◆ THE REQUEST
Please report every line of the material below that contains the word "veined", copying each such line in full. Case counts when matching.

◆ PROVIDED MATERIAL
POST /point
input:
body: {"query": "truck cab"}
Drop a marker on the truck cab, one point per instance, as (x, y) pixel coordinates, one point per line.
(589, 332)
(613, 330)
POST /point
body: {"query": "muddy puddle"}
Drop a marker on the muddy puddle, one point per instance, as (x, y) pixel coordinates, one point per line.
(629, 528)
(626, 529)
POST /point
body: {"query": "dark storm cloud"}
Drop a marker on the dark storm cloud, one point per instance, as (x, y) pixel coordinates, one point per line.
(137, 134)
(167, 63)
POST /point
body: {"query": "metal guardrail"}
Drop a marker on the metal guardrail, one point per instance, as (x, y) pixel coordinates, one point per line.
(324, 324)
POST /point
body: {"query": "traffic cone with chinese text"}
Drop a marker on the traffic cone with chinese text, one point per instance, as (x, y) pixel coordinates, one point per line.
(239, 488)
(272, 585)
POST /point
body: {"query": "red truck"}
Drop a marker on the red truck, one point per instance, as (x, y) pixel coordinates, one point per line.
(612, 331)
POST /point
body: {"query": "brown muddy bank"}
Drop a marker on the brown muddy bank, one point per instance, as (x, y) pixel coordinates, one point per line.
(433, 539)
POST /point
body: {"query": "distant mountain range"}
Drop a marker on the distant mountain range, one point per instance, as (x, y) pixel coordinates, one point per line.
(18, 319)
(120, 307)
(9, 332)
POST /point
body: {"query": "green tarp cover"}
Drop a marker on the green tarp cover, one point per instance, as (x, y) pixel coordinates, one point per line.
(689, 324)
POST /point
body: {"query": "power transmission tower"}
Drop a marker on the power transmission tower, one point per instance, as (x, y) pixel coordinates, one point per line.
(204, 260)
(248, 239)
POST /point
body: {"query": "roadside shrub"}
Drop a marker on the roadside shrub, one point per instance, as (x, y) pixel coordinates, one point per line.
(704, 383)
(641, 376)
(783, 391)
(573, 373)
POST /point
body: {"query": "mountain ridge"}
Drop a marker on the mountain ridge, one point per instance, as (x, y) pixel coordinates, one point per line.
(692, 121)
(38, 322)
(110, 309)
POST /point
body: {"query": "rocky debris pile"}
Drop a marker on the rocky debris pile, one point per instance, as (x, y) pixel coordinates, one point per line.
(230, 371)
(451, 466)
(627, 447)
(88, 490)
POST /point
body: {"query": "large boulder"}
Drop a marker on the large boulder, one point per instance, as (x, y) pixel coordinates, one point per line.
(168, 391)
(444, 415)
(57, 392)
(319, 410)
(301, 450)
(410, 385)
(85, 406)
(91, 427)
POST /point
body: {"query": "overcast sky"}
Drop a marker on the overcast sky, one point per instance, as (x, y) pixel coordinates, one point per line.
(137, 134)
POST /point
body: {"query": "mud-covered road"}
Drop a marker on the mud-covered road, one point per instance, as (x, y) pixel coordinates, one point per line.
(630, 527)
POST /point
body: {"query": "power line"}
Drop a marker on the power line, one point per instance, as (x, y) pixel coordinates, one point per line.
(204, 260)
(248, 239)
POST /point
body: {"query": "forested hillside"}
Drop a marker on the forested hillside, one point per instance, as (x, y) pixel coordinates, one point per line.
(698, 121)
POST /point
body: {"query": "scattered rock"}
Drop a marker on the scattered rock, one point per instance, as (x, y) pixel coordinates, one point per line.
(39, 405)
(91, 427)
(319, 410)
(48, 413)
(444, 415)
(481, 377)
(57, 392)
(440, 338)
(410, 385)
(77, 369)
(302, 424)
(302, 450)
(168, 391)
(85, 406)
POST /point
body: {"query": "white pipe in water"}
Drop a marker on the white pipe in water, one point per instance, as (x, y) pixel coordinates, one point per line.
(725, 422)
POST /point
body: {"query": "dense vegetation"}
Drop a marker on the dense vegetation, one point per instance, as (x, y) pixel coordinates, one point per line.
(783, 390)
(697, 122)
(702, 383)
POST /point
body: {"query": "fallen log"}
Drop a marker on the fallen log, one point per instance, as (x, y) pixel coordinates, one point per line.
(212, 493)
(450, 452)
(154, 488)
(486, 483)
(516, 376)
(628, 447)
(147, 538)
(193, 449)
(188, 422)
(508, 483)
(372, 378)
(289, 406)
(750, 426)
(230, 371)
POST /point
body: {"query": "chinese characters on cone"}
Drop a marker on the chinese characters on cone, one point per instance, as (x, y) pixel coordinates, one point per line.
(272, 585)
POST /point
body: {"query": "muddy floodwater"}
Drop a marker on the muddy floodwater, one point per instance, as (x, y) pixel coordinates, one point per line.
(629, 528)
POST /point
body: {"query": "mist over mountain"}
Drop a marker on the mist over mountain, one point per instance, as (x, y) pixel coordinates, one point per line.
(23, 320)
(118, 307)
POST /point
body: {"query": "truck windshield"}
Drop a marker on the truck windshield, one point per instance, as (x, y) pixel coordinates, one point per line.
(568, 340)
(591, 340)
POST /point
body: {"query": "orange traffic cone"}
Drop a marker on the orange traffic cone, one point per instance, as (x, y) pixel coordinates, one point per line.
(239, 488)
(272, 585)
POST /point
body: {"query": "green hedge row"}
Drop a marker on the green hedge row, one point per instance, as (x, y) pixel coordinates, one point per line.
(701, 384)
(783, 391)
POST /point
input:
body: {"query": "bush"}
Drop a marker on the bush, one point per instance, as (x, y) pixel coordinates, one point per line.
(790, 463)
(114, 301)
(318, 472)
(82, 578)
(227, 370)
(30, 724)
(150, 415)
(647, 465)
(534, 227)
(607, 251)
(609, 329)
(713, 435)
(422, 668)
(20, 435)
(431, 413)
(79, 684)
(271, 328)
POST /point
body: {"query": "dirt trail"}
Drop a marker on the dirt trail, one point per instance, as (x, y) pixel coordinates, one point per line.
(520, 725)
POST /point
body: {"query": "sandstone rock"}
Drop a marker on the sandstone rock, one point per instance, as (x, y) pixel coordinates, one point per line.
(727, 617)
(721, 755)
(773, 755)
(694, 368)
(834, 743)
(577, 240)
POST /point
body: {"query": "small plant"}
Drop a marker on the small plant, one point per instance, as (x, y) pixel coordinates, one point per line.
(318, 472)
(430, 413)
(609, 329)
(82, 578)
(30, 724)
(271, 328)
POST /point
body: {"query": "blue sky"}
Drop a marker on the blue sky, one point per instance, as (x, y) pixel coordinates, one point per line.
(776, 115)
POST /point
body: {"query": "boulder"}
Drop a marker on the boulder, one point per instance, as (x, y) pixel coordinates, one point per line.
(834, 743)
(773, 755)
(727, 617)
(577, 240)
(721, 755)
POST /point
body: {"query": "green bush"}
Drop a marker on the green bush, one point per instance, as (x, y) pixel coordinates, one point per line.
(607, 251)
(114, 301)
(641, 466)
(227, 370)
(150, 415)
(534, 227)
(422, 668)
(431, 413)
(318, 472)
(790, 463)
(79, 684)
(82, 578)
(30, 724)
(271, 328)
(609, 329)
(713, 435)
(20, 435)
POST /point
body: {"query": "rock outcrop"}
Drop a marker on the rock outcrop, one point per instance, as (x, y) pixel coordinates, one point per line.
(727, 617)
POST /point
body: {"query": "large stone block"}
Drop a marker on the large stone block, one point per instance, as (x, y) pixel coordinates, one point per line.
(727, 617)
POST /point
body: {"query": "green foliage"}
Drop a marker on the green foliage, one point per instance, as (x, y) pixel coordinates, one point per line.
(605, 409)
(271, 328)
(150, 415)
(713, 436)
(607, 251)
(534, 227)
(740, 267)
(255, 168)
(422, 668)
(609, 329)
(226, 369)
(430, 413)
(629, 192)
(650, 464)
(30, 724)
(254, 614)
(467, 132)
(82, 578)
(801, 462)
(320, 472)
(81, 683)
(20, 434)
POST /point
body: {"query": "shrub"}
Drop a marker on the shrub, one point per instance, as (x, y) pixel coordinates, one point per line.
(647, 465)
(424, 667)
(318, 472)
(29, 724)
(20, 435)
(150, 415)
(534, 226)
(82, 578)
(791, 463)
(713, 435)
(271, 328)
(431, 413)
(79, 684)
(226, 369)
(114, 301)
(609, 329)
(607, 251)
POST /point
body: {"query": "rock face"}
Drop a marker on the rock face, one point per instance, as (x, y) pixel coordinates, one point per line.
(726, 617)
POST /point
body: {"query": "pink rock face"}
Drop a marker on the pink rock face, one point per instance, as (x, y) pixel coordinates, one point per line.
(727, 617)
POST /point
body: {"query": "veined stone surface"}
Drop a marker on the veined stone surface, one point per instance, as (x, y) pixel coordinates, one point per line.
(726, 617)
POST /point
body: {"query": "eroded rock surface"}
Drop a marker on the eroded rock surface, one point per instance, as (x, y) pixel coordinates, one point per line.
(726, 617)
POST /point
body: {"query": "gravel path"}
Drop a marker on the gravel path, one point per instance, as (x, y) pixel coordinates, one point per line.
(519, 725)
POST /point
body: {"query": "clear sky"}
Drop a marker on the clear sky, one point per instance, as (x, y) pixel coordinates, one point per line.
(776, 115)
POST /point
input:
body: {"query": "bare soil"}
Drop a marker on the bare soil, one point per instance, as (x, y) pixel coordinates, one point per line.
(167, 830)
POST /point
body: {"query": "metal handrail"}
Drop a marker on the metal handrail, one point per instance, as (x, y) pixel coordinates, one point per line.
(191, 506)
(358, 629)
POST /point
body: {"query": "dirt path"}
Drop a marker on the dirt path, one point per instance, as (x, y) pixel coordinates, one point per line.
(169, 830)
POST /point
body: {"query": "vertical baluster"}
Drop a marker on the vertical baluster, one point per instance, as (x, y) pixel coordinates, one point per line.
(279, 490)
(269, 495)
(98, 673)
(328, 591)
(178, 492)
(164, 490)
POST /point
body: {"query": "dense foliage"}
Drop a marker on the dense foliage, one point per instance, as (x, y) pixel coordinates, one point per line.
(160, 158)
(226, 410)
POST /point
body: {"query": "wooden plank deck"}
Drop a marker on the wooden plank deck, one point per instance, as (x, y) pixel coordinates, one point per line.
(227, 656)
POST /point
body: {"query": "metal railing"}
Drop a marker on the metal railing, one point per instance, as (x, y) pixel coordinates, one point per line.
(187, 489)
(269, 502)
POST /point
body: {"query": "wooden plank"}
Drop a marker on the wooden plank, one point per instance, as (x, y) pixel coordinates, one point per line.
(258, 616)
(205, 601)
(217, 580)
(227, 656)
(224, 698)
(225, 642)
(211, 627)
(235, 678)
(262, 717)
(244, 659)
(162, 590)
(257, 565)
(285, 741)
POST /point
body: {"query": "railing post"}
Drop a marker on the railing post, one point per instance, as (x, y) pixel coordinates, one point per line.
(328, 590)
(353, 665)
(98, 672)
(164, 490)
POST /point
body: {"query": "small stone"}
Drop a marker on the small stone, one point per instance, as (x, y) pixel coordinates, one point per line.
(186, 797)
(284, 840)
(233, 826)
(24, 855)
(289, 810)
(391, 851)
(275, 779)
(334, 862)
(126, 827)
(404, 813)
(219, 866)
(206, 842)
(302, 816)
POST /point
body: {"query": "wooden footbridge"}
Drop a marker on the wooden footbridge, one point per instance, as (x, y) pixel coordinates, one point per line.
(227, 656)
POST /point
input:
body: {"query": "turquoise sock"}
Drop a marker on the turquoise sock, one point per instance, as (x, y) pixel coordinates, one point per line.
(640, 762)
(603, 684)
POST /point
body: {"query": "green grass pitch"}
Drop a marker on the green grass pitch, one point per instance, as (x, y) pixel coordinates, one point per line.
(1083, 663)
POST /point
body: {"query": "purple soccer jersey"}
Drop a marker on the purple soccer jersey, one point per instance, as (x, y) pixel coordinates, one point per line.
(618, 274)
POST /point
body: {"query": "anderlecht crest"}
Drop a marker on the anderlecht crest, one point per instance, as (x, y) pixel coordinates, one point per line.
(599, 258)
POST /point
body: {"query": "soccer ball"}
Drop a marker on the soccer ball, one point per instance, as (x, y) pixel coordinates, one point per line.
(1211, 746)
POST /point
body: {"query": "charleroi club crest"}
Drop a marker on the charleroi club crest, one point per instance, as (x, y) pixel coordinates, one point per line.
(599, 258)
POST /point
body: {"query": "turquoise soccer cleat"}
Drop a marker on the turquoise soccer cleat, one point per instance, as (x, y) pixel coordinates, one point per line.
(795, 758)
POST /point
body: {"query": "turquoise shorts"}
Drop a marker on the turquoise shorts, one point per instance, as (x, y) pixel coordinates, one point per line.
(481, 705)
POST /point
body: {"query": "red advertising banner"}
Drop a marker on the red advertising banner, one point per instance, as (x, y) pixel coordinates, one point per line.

◆ SOLUTION TO THE PROBLEM
body: {"query": "veined stone surface"}
Drop a marker on the veined stone surface, one point per instance, as (x, y) pixel coordinates, one point per line.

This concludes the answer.